Please pull out every line below that contains the word "your", copying each one in full.

===== Records for this task =====

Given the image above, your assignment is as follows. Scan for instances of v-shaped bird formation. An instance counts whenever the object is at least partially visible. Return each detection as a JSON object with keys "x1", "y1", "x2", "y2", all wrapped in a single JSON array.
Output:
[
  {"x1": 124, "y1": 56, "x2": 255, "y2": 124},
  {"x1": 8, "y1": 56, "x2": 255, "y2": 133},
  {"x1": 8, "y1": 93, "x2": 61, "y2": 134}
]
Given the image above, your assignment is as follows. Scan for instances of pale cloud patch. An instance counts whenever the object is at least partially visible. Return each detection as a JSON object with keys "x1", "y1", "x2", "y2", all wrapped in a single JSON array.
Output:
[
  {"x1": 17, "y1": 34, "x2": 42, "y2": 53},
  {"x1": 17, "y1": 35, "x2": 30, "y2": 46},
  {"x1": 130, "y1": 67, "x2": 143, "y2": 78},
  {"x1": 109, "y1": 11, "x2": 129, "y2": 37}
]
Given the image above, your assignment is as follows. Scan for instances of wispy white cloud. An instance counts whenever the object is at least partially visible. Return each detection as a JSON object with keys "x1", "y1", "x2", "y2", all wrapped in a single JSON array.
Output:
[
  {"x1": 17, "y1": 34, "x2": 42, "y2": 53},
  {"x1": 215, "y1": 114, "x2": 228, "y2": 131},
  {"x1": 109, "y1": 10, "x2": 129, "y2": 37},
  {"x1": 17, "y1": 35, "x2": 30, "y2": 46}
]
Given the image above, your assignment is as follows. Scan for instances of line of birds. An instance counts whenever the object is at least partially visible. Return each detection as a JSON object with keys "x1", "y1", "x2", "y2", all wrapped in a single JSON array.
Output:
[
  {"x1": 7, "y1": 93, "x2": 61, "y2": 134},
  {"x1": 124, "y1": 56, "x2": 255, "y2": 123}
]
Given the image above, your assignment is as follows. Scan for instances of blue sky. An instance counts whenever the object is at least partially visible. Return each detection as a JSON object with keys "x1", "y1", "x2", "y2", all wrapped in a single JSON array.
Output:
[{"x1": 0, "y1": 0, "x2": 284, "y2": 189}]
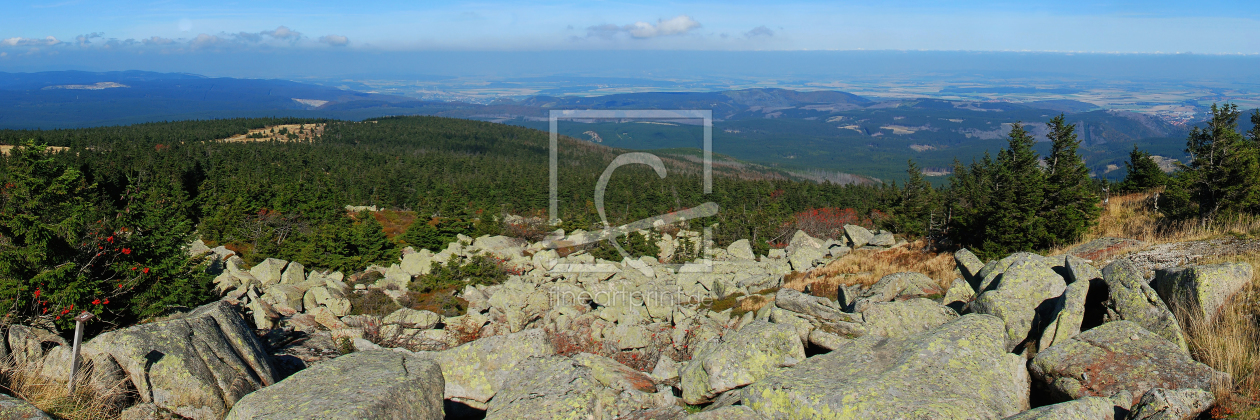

=====

- **Solution**:
Given the image above, your assignment is as follows. Scan for instances of v-shaped bird formation. An instance counts whenever the object is at least partially visible. Return each detection as a JSON object with keys "x1", "y1", "x2", "y2", all wrapped in a single JSON array.
Given the image above, your assignment is as follows. Scan for instances of pale cloud patch. An instance counts whenever the object is at least partially visible. Return each detection as a JSON object with keys "x1", "y1", "x2", "y2", all wrapped in a single JSON array.
Given the image above, your assignment is as follows. Scan for instances of wispy white cloud. An instance counts whenever the object is at least partially visible. Return each detection as a JSON object with keys "x1", "y1", "x2", "y2", all wrapped in a single JSON array.
Given the image above, your assignment is as follows. Scan for instances of line of birds. An instance counts whenever the object is at least partially visible. Return each detection as a JSON object with keys "x1", "y1", "x2", "y2", all wrapped in a single JSON array.
Given the image above, your assignment is as follows. Scan for instances of blue sky. An instance counts whenever the object is at least partially visible. Return each detection as a JSON object with keys "x1", "y1", "x2", "y2", all wrapped in a single JSON array.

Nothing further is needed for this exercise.